• **Work to complete**:
Locate every line below that contains the word "building", and copy each one in full.

• **Data records**:
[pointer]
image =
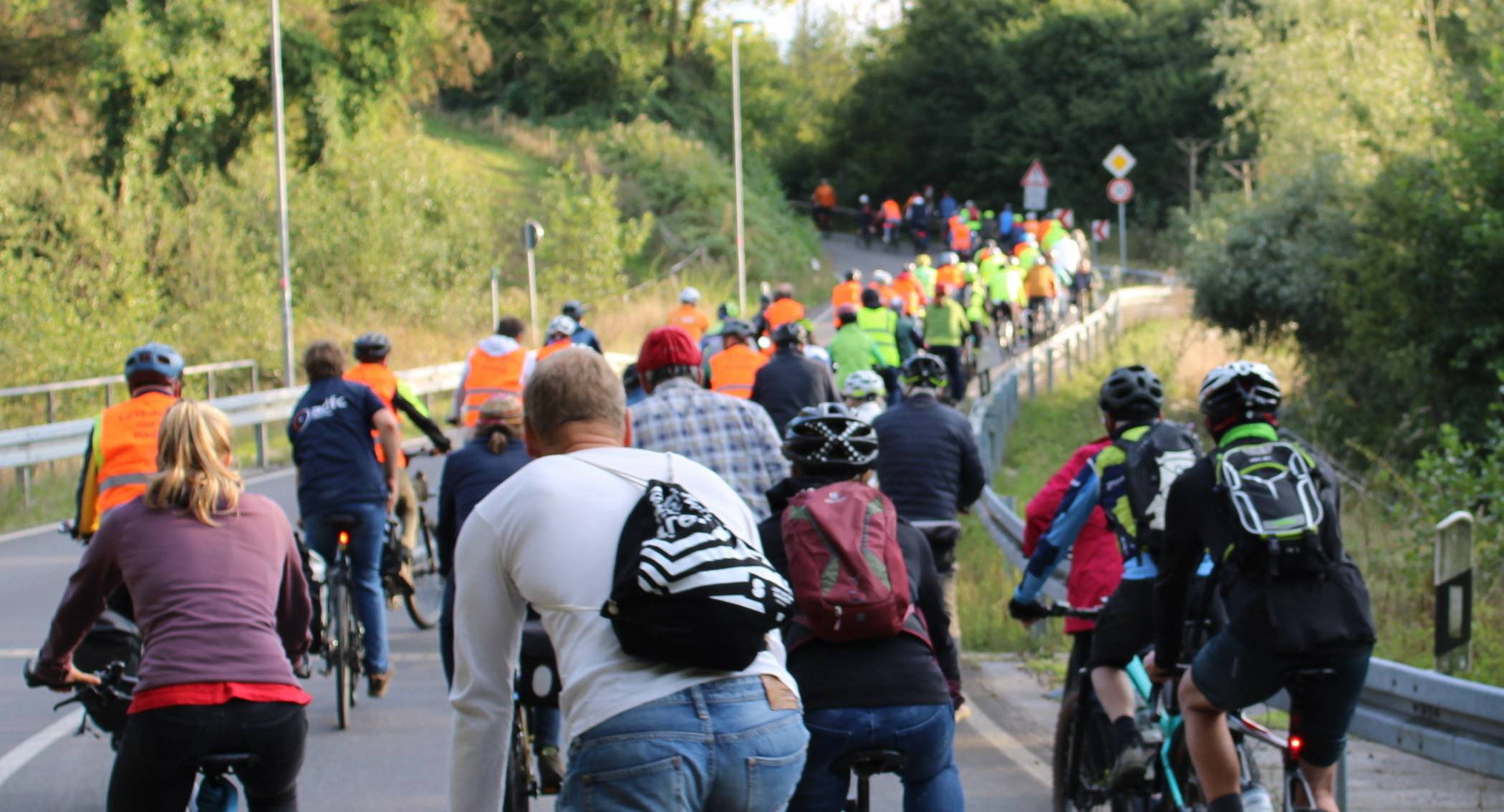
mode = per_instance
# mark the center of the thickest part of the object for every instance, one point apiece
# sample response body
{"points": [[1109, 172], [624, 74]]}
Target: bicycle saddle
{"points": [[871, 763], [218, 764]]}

...

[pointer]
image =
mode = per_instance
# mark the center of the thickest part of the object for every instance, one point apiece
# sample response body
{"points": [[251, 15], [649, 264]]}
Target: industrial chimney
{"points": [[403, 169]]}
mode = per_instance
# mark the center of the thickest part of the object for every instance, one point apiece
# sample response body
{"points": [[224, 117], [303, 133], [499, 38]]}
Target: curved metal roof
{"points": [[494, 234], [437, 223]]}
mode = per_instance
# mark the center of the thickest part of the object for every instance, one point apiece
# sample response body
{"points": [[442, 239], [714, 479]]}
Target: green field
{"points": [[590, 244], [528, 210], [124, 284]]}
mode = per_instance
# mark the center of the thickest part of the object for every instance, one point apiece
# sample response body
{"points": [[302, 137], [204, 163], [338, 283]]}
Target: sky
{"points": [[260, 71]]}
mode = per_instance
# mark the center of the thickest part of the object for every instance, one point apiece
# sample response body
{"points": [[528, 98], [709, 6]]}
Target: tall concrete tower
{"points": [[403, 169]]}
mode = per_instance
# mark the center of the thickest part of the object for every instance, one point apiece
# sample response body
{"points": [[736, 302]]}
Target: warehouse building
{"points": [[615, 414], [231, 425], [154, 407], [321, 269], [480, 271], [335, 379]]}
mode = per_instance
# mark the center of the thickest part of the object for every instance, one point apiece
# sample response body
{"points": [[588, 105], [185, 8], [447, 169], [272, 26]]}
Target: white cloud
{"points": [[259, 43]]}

...

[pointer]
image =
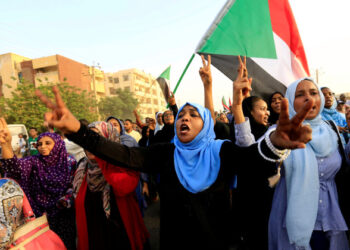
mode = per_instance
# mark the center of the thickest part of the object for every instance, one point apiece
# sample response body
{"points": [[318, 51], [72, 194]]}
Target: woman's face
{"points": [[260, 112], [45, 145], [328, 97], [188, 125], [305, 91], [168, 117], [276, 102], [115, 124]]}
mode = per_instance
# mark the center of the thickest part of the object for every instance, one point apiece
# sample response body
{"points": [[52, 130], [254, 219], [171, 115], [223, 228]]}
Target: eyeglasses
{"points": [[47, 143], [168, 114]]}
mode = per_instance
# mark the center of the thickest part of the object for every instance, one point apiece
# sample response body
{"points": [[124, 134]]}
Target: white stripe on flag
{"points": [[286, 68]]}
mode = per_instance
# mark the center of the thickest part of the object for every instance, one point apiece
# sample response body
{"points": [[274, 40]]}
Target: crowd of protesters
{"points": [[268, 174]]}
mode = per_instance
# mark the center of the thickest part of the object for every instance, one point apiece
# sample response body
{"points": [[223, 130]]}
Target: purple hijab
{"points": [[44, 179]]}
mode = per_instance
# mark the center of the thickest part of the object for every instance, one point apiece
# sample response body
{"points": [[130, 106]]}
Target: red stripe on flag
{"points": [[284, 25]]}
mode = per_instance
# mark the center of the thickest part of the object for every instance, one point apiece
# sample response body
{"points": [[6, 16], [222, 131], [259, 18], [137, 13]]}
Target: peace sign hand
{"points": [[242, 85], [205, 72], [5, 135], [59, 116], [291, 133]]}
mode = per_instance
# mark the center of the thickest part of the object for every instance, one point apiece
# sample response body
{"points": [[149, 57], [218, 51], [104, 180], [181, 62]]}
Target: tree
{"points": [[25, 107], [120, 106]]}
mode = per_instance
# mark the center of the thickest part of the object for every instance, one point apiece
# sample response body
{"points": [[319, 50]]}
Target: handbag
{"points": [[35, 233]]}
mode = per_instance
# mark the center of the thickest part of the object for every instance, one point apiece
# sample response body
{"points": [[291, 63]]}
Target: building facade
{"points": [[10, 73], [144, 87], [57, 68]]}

• **Solution to this exercise**:
Target: warehouse building
Target: building facade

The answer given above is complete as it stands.